- _SUPPLIED PASSAGE_:
========
Right place, wrong time

Booker Robert Meijerink says that the acts that see the most benefit from performing tend to be those that already have a strong team around them.

“It can be hard sometimes, when an act clearly has the talent to play Eurosonic, but haven’t got the support they’ll need – from radio, an agent, a label, or indeed financially – to get them there and get them enough attention,” he says.

“We try to prevent acts essentially turning up for a ‘fun trip to Groningen’, and that means making sure that they’ll be able to make the most of their exposure to the industry.”

Meijerink adds that the ‘readiness’ of said acts, along with their country of origin, has a strong bearing when picking out the 4,500 submissions they receive each year.

“Obviously it’s quite tricky getting the turnaround fast enough – we don’t have too long to make sure not only of the quality of those who are playing but also that each country is well represented,” he says.

“The UK is typically well represented in that of course, it’s just a case of deciding which acts are going to have the best chance of securing bookings, in the right stage of their career.”

 

Prior planning

Coda Agency’s Natasha Bent feels that Eurosonic has become a particularly important point in any agent’s calendar.

“All the acts that have been picked to play Eurosonic get great reactions from it,” she says.

“A lot of my acts have benefitted in the past including CHVRCHES, First Aid Kit, IDLES, Superorganism, YOUNGR – if they play at the right time, it’s incredibly effective, and it’s yielded opportunities which I’m very grateful for.”

Alongside the promotional possibilities, Bent notes that the event is as much a useful networking event as it is a chance to go to the live shows, which don’t necessarily hold as much potential for acquisition as one might think.

“I primarily go to support my acts and meet all key promoters, but it’s such a small network in this industry, you will hear about what’s worth seeing,” she says.

“The tough bit is that the majority of ‘hot’ acts usually already have an agent in place.”
========
- _GIVEN ENTRIES_:
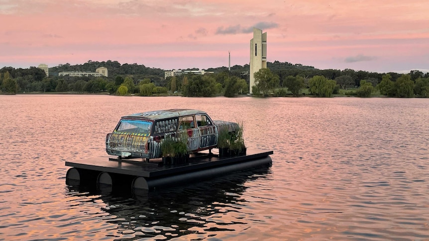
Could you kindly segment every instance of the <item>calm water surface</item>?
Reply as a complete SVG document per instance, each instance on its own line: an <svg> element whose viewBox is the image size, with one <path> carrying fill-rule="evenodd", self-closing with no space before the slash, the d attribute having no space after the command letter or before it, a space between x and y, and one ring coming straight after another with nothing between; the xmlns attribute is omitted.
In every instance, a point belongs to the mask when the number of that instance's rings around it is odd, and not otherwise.
<svg viewBox="0 0 429 241"><path fill-rule="evenodd" d="M242 121L273 165L132 195L68 186L125 114ZM429 99L0 95L0 240L429 240Z"/></svg>

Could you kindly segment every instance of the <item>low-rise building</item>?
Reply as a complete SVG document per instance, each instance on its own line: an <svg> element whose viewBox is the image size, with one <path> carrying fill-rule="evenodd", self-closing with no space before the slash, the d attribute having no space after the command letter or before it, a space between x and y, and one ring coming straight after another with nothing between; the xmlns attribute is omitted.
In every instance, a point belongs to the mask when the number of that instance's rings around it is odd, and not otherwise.
<svg viewBox="0 0 429 241"><path fill-rule="evenodd" d="M181 76L183 74L188 73L192 73L195 75L204 75L205 74L213 74L214 72L213 71L206 71L204 70L173 70L171 71L166 71L164 72L164 79L167 79L168 77L172 76Z"/></svg>
<svg viewBox="0 0 429 241"><path fill-rule="evenodd" d="M48 68L48 65L46 64L40 64L37 68L43 70L43 71L45 72L45 74L46 74L47 77L49 76L49 68Z"/></svg>
<svg viewBox="0 0 429 241"><path fill-rule="evenodd" d="M107 69L106 67L100 67L96 70L95 72L60 72L58 73L58 76L106 76L107 77Z"/></svg>

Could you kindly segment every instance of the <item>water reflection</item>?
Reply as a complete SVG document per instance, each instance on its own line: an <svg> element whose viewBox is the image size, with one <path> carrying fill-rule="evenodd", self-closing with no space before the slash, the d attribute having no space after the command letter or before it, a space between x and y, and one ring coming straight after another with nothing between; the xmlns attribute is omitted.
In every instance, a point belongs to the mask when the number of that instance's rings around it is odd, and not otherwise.
<svg viewBox="0 0 429 241"><path fill-rule="evenodd" d="M235 226L246 224L247 214L240 211L247 205L242 197L247 188L245 183L266 178L270 168L262 167L153 191L132 193L82 185L68 188L71 195L79 198L98 195L95 199L106 205L101 209L109 215L106 222L117 225L115 238L121 240L166 240L190 235L199 239L220 231L235 232ZM241 218L237 219L236 214Z"/></svg>

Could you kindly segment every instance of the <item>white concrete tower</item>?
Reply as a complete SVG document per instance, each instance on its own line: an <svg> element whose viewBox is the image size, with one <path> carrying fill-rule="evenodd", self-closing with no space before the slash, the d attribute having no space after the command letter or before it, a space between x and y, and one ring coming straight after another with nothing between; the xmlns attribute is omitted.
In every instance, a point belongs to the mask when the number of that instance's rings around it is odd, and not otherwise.
<svg viewBox="0 0 429 241"><path fill-rule="evenodd" d="M254 75L261 69L267 68L267 32L262 33L262 30L253 28L253 38L250 40L250 88L255 85Z"/></svg>
<svg viewBox="0 0 429 241"><path fill-rule="evenodd" d="M231 52L228 51L228 54L229 55L229 58L228 59L228 71L231 71Z"/></svg>

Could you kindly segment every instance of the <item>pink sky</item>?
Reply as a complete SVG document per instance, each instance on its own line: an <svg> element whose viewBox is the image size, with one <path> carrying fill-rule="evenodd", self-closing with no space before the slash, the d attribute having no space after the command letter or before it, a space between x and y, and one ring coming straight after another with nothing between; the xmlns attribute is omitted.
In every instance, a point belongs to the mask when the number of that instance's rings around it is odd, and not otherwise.
<svg viewBox="0 0 429 241"><path fill-rule="evenodd" d="M0 68L116 60L164 70L267 60L321 69L429 71L428 0L0 0Z"/></svg>

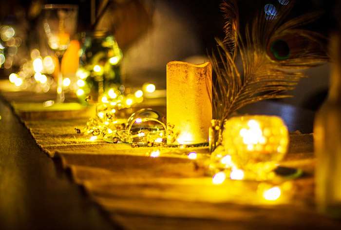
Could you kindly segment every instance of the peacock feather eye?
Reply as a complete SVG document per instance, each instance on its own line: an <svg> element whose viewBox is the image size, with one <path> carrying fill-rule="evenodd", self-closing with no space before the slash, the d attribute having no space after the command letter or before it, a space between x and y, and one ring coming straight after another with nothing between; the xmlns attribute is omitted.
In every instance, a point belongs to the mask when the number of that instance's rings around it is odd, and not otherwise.
<svg viewBox="0 0 341 230"><path fill-rule="evenodd" d="M278 39L273 41L270 50L278 60L284 60L290 56L290 48L288 43L284 40Z"/></svg>

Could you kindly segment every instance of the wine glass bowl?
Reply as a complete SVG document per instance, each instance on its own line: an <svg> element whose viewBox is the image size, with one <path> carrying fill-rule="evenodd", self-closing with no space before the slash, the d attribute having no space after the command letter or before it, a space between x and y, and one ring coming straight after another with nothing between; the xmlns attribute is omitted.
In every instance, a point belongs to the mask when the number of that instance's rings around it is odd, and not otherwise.
<svg viewBox="0 0 341 230"><path fill-rule="evenodd" d="M71 4L48 4L44 5L43 25L49 47L58 58L59 70L57 79L57 102L63 102L63 76L61 59L76 33L78 6Z"/></svg>

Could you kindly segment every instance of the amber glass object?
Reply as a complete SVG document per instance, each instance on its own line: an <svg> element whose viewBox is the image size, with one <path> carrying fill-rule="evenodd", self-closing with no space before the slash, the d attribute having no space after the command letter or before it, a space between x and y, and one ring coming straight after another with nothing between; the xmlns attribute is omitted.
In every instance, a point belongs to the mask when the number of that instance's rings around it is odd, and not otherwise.
<svg viewBox="0 0 341 230"><path fill-rule="evenodd" d="M111 88L122 84L120 64L123 55L114 37L96 31L83 35L77 77L86 84L81 86L84 97L91 95L95 101Z"/></svg>
<svg viewBox="0 0 341 230"><path fill-rule="evenodd" d="M341 217L341 39L340 35L332 39L334 60L329 95L314 125L317 207L321 212L337 218Z"/></svg>

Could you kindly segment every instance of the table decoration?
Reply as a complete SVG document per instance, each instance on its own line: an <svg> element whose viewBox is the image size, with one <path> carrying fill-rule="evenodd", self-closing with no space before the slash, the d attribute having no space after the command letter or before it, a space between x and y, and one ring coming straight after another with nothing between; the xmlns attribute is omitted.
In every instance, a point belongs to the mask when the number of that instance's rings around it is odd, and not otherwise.
<svg viewBox="0 0 341 230"><path fill-rule="evenodd" d="M85 33L79 54L80 68L76 73L77 94L81 100L90 95L95 101L109 89L122 83L120 62L122 51L114 37L109 32Z"/></svg>
<svg viewBox="0 0 341 230"><path fill-rule="evenodd" d="M76 33L77 15L76 5L50 4L44 7L44 31L49 47L58 58L59 67L70 39ZM63 83L60 69L57 79L57 102L63 102L65 99Z"/></svg>
<svg viewBox="0 0 341 230"><path fill-rule="evenodd" d="M211 155L211 166L231 170L232 179L266 178L287 151L288 133L278 117L253 115L233 117L224 125L221 145Z"/></svg>
<svg viewBox="0 0 341 230"><path fill-rule="evenodd" d="M284 93L293 89L304 76L300 70L328 60L321 45L322 37L314 32L297 28L316 19L319 14L303 15L281 23L294 2L276 7L271 5L275 12L272 14L269 13L268 6L265 7L246 26L245 38L242 38L236 1L223 1L221 8L226 21L226 37L222 41L217 39L217 54L213 53L211 57L216 76L212 82L214 118L224 121L248 104L290 96ZM306 45L295 46L294 40ZM280 41L283 45L279 47ZM281 49L283 47L286 47L285 54ZM242 58L242 70L235 63L238 54ZM223 124L221 122L220 129Z"/></svg>

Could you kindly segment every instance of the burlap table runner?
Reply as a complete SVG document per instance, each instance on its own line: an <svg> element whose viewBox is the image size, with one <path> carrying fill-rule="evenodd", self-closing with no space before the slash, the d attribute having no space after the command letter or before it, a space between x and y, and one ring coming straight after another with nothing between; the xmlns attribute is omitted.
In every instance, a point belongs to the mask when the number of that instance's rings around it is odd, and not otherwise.
<svg viewBox="0 0 341 230"><path fill-rule="evenodd" d="M18 103L22 97L18 94L2 89L37 144L51 157L60 157L75 182L124 228L333 228L339 224L314 211L311 134L292 134L289 152L282 163L302 169L305 175L293 181L289 199L266 205L256 198L259 182L212 184L203 166L209 158L207 148L170 148L152 158L146 154L148 148L91 142L89 136L75 132L76 127L84 126L87 109L61 110L59 116L34 111L31 115L24 103ZM198 159L188 159L187 154L194 150Z"/></svg>

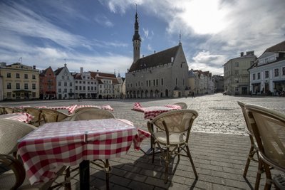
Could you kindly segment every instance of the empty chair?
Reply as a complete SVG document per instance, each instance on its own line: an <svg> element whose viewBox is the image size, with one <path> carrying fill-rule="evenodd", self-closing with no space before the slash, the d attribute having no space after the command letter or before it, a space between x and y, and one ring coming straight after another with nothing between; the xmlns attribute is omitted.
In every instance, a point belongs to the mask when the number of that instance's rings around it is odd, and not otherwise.
<svg viewBox="0 0 285 190"><path fill-rule="evenodd" d="M41 108L40 110L43 115L43 120L45 122L57 122L68 120L69 115L47 108Z"/></svg>
<svg viewBox="0 0 285 190"><path fill-rule="evenodd" d="M168 164L170 156L173 154L178 155L179 159L180 155L188 157L195 178L198 179L188 147L191 127L197 117L198 113L192 110L171 110L158 115L147 122L148 130L154 139L152 162L155 147L160 149L162 157L165 161L165 183L167 182ZM157 132L153 130L154 125L160 129Z"/></svg>
<svg viewBox="0 0 285 190"><path fill-rule="evenodd" d="M16 107L2 107L4 114L22 112L23 110Z"/></svg>
<svg viewBox="0 0 285 190"><path fill-rule="evenodd" d="M245 110L259 147L259 171L264 169L264 189L269 189L272 183L269 167L285 172L285 115L250 104L245 105ZM258 172L255 189L259 189L260 178Z"/></svg>
<svg viewBox="0 0 285 190"><path fill-rule="evenodd" d="M99 108L95 107L81 107L77 108L75 110L75 113L77 113L78 112L80 112L81 110L89 110L89 109L99 109Z"/></svg>
<svg viewBox="0 0 285 190"><path fill-rule="evenodd" d="M27 107L24 109L24 111L33 116L33 119L30 122L31 125L34 126L41 125L41 121L43 121L43 120L41 110L35 107Z"/></svg>
<svg viewBox="0 0 285 190"><path fill-rule="evenodd" d="M177 102L175 105L178 105L181 107L181 109L187 109L188 107L185 102Z"/></svg>
<svg viewBox="0 0 285 190"><path fill-rule="evenodd" d="M69 120L78 121L108 118L115 118L115 116L113 113L108 110L98 109L95 107L89 107L89 109L85 109L76 112L73 116L71 117Z"/></svg>
<svg viewBox="0 0 285 190"><path fill-rule="evenodd" d="M70 121L78 121L78 120L103 120L103 119L112 119L115 118L115 116L110 112L98 109L95 107L89 107L89 109L83 109L79 112L76 112L69 119ZM102 164L100 164L95 162L100 162ZM111 170L111 167L109 164L109 160L102 160L98 159L91 161L90 163L99 167L100 168L105 169L106 171L106 189L109 189L109 172ZM78 168L73 169L72 171L77 170Z"/></svg>
<svg viewBox="0 0 285 190"><path fill-rule="evenodd" d="M56 179L31 185L26 178L26 171L21 161L13 156L16 155L18 140L36 128L31 125L15 120L0 120L0 164L2 169L0 174L1 189L48 189ZM61 174L65 169L65 167L58 168L56 174Z"/></svg>
<svg viewBox="0 0 285 190"><path fill-rule="evenodd" d="M247 164L245 164L244 174L243 174L244 176L247 176L247 170L248 170L249 167L250 161L253 160L253 161L255 161L255 162L258 162L258 156L257 156L257 159L254 159L254 155L258 151L258 147L257 147L257 144L256 144L256 143L254 143L254 132L252 131L252 127L251 127L251 125L249 124L248 116L247 116L247 112L245 111L245 107L244 107L245 105L243 102L240 102L240 101L237 101L237 104L242 108L242 114L244 115L244 118L246 126L247 126L247 127L245 129L245 131L249 134L249 139L250 139L249 153L249 155L247 156Z"/></svg>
========
- _WHAT THIS EXERCISE ASKS_:
a - Answer these about the Eurosonic article, one answer per line:
(i) How many submissions does Meijerink say the festival receives each year?
(ii) Which agency is Natasha Bent with?
(iii) According to Bent, what do most "hot" acts usually already have?
b - Carry on the article about booking acts for Eurosonic, starting after its final sentence.
The lines above come from a separate source.

- _OUTPUTS IN ORDER_:
a -
(i) 4,500
(ii) Coda Agency
(iii) An agent in place

b -
“In terms of promoting my own acts, I will send a solid update in advance to my network of industry promoters, labels etc that I already have long standing relationships with.

“Usually, I have been updating them already for months on said acts and it becomes a must-see show for them.”

 

Best in the west

Chief executive of MMF Annabella Coldrick agrees that Eurosonic is a unique opportunity to get ahead of the curve.

“It’s an excellent chance to be able to take in a huge number of acts at once, but at a pace that’s still manageable,” she says.

“I consider myself to be slow and I get to say six or seven bands in one night – some people are scouting acts incredibly quickly, listening to two songs per act, then on to the next one.

“It’s a good and slightly odd experience seeing acts that will go on to be future festival main-stage acts in a small pub in Groningen.”

Coldrick adds that despite not being a booking agent, the event still holds significant value to her, especially in comparison to equivalent events.

“People tend to obsess over SXSW [in Austin, Texas], but the comparative hassle involved is worth considering,” she says.

“Eurosonic is a fantastic networking event for me with very little difficulty involved in the logistics of getting and staying there, and I’ll be able to meet European managers of the various acts there, so it’s a place to make connections and form alliances.”